**EXERCISE**
The exercise asks for every line of the data to be reproduced exactly.

--- START ---

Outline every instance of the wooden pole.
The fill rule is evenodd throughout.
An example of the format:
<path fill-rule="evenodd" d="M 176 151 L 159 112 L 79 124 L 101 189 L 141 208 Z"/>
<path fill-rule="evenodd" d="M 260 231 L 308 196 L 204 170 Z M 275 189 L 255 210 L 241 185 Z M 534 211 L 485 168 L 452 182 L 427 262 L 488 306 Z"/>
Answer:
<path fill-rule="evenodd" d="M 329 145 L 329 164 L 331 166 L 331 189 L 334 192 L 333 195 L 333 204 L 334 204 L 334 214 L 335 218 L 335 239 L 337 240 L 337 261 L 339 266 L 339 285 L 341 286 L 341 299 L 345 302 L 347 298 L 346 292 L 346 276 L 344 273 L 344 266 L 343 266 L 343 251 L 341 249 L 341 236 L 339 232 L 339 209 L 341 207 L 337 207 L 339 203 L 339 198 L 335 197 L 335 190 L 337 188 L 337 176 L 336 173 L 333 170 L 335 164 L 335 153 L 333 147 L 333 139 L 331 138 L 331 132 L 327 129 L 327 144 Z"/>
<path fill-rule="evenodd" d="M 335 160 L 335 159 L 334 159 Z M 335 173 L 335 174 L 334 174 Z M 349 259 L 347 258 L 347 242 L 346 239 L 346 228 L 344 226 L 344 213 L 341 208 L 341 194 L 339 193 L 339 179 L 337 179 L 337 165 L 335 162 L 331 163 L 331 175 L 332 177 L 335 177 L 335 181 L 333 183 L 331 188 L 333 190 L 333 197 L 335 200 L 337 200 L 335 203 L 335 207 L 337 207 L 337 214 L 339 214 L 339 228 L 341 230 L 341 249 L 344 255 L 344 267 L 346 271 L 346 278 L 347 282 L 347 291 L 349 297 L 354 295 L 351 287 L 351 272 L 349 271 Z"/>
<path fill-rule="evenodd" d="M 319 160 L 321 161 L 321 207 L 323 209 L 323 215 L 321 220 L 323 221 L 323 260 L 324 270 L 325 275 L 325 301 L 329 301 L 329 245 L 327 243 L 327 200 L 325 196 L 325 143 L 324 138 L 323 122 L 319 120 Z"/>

--- END ---

**RESULT OF THE TASK**
Outline every instance of the wooden pole.
The fill rule is evenodd throughout.
An example of the format:
<path fill-rule="evenodd" d="M 176 151 L 159 112 L 79 124 L 101 189 L 141 208 Z"/>
<path fill-rule="evenodd" d="M 260 231 L 308 196 L 204 170 Z M 275 189 L 255 210 L 241 185 Z M 534 211 L 485 168 L 452 182 L 427 262 L 488 306 Z"/>
Answer:
<path fill-rule="evenodd" d="M 329 145 L 329 164 L 331 166 L 331 189 L 334 192 L 333 195 L 333 204 L 334 204 L 334 214 L 335 218 L 335 239 L 337 240 L 337 261 L 339 266 L 339 285 L 341 286 L 341 299 L 345 302 L 347 298 L 346 292 L 346 276 L 344 273 L 344 266 L 343 266 L 343 251 L 341 249 L 341 236 L 339 232 L 339 209 L 341 207 L 337 207 L 339 203 L 339 198 L 335 197 L 335 190 L 337 188 L 337 176 L 336 173 L 333 170 L 335 164 L 335 153 L 333 147 L 333 139 L 331 138 L 331 132 L 327 129 L 327 144 Z"/>
<path fill-rule="evenodd" d="M 335 160 L 335 159 L 334 159 Z M 335 173 L 335 174 L 334 174 Z M 349 259 L 347 258 L 347 242 L 346 239 L 346 228 L 344 226 L 344 213 L 341 208 L 341 194 L 339 193 L 339 179 L 337 179 L 337 165 L 335 162 L 331 163 L 331 175 L 332 177 L 335 177 L 335 181 L 333 183 L 331 188 L 333 190 L 333 197 L 335 200 L 337 200 L 335 203 L 335 207 L 337 207 L 337 214 L 339 214 L 339 228 L 341 230 L 341 249 L 344 255 L 344 267 L 346 271 L 346 278 L 347 282 L 347 291 L 349 297 L 354 295 L 351 287 L 351 272 L 349 271 Z"/>
<path fill-rule="evenodd" d="M 319 160 L 321 161 L 321 207 L 323 209 L 323 215 L 321 220 L 323 221 L 323 260 L 324 270 L 325 275 L 325 301 L 329 301 L 329 245 L 327 243 L 327 200 L 325 196 L 325 143 L 324 138 L 323 122 L 319 120 Z"/>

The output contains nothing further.